Kunst am Rande der Welt
Viel schöner wird's nicht: Sechs Ostschweizer Künstler:innen stellen noch bis 6. Oktober in der historischen Kobesenmühle aus. | © Michael Lünstroth

Verwunschen bis verblüffend: In der zauberhaften Kobesenmühle zeigen sechs Ostschweizer Künstler:innen, was sie unter Stille verstehen. (Lesedauer: ca. 5 Minuten)

Man muss sich diesen Wilhelm Lehmann vermutlich als zufriedenen Menschen vorstellen. Auf Fotos, die ihn im schon fortgeschrittenen Alter zeigen, posiert er wahlweise rotwangig und mit strubbligem Haar an seiner Werkbank oder mit einem verschmitzten Besitzerstolz im Gesicht in seinem Garten. Beide Fotos sprechen jedenfalls eindeutig für die These - da fühlt sich jemand wohl mit sich und an diesem Ort. „Erträgst du die Stille, ist vieles um dich“, lautete eine der Lebensdevise des 1884 als Bauernbub in Wittenbach (St. Gallen) geborenen Wilhelm Lehmann.

Getreu diesem Motto hatte er sich am Rand des kleinen Niederhelfenschwil, unweit von Bischofszell und gerade so nicht mehr Thurgau, sondern schon St. Gallen, einen Ort geschaffen, der seinem Temperament entgegenkam. Abgeschieden in der Natur, aber doch nicht gänzlich abgeschnitten von der restlichen Welt. Ein kleiner Wasserfall rauscht vor dem Haus vorbei, der Bach schlängelt sich am Grundstück entlang, der grosse Garten im Sommer ein duftendes Farben- und Blütenmeer. Schlüge man im Lexikon den Begriff Idylle nach, wunderte es einen nicht, dort ein Bild der Kobesenmühle zu finden.

 

Wilhelm Lehmann an seiner Werkbank in der Kobesenmühle. Bild: Peter Ammon/AURA www.aura.ch

Der Bruch mit der Familie

Hierher führte Wilhelm Lehmann seine Leidenschaft. Schon als kleiner Junge hatte er ein Faible für handwerkliches Gestalten, bei seinen Eltern konnte er damit nicht punkten, der Bauernhof verlangte nach harter Arbeit. Für Wilhelm Lehmann ein Konflikt, den er nicht lösen konnte. Er verliess die Familie, um sein Glück zu suchen. Was sich heute so leicht liest, muss um 1900 ein unerhörter Kraftakt gewesen sein.

#####

(Schriftliche Aufgaben)
1. Gib aus dem Text über die Kobesenmühle die Stelle von „Getreu diesem Motto“ bis „Kobesenmühle zu finden.“ wortgetreu wieder.
2. Fasse im Text über die Kobesenmühle den Absatz, der mit „Hierher führte Wilhelm Lehmann“ anfängt, kürzer zusammen.
3. Schreib den Text über die Kobesenmühle im Anschluss an seinen letzten Satz weiter.

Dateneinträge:
#####

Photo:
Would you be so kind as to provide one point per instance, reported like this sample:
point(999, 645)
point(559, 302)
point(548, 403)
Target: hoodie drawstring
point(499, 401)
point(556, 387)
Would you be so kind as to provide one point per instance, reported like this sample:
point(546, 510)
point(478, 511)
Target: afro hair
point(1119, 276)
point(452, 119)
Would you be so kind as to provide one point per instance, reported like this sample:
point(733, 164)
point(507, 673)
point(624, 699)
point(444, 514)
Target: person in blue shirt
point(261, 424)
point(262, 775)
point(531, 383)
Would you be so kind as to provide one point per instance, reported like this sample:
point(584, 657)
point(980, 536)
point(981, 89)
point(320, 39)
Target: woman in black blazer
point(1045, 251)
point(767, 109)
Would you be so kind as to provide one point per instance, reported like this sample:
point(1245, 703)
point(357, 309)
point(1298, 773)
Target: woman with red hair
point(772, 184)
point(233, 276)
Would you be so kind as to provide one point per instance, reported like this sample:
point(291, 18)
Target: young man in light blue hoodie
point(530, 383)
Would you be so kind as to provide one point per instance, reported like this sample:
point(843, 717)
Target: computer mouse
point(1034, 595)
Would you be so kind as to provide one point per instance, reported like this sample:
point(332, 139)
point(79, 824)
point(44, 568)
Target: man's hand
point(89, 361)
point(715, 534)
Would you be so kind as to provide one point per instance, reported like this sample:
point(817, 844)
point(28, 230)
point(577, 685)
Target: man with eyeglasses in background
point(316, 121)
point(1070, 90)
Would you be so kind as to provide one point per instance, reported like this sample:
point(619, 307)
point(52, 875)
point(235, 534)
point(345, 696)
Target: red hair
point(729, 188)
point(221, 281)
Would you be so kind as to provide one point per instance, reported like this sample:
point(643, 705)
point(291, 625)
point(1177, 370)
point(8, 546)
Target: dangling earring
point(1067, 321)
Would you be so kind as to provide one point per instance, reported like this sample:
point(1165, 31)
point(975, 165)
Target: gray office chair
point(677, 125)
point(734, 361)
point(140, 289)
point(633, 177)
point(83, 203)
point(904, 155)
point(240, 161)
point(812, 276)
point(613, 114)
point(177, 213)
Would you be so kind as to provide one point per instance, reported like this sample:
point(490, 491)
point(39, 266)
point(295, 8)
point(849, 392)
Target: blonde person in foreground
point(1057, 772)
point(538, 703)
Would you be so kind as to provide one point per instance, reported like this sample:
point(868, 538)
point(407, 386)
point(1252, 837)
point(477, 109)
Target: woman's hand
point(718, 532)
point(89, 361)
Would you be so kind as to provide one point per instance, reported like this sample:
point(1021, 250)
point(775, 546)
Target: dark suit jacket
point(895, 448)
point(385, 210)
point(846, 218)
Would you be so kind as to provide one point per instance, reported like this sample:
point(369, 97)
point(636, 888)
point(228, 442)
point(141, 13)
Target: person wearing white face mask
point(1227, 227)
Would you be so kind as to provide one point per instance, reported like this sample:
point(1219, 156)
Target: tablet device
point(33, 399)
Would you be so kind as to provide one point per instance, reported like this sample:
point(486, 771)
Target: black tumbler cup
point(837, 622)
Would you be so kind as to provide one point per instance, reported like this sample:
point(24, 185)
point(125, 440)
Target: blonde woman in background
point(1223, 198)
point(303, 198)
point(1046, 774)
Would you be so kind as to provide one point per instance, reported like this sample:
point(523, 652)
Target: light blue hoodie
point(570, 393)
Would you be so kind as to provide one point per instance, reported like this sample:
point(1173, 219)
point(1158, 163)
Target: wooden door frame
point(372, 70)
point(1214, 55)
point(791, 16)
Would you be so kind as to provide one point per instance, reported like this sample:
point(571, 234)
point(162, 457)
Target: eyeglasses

#####

(Endgültige Antworten)
1.
Getreu diesem Motto hatte er sich am Rand des kleinen Niederhelfenschwil, unweit von Bischofszell und gerade so nicht mehr Thurgau, sondern schon St. Gallen, einen Ort geschaffen, der seinem Temperament entgegenkam. Abgeschieden in der Natur, aber doch nicht gänzlich abgeschnitten von der restlichen Welt. Ein kleiner Wasserfall rauscht vor dem Haus vorbei, der Bach schlängelt sich am Grundstück entlang, der grosse Garten im Sommer ein duftendes Farben- und Blütenmeer. Schlüge man im Lexikon den Begriff Idylle nach, wunderte es einen nicht, dort ein Bild der Kobesenmühle zu finden.

2. An diesen Ort brachte Wilhelm Lehmann seine Leidenschaft für handwerkliches Gestalten. Schon als kleiner Junge hatte er eine Vorliebe dafür, doch seine Eltern schätzten das nicht, weil der Bauernhof harte Arbeit verlangte. Diesen Konflikt konnte er nicht lösen. Deshalb verließ er die Familie, um sein Glück zu suchen, was um 1900 ein unerhörter Kraftakt gewesen sein muss.

3.
1918 bezog er mit seiner Frau Klara die alte Mühle. Sie wurde erstmals 740 als Besitz des Klosters St.Gallen erwähnt. Das Wohnhaus mit Sichtfachwerk stammt aus dem 17. Jahrhundert, der Mühlestuhl trägt die Jahreszahl 1758. „Hier fand das Ehepaar den Ort, der ihrer Lebensart entsprach, und hier zogen sie ihre drei Kinder Lukas, Urban und Verena gross“, notiert die Stiftung Wilhelm Lehmann auf ihrer Website. Sie pflegt heute den Nachlass des eigenwilligen Künstlers. In der Kobesenmühle hat die Stiftung ein kleines Museum eingerichtet, in dem sie einmal im Jahr Werke von Wilhelm Lehmann ausstellt. Manchmal auch im Dialog mit zeitgenössischen Künstlern und Künstlerinnen.

 

Kann die Kunst gegen diese Naturidylle bestehen? Wasserfall an der Kobesenmühle in Niederhelfenschwil. Bild: Michael Lünstroth

 

Das doppelte Jubiläum

In diesem Jahr fällt die Ausstellung etwas umfangreicher aus. Aus Gründen: Die Stiftung feiert ihr 40-Jahr-Jubiläum, und der Todestag von Wilhelm Lehmann jährt sich zum 50. Mal. „Für uns war das ein guter Anlass, mal eine etwas grössere Ausstellung zu machen“, sagt Olivier Zobrist, Filmproduzent aus Zürich, der vor einigen Jahren selbst seine Heimat in Niederhelfenschwil gefunden hat und im Stiftungsrat der Wilhelm-Lehmann-Stiftung sitzt.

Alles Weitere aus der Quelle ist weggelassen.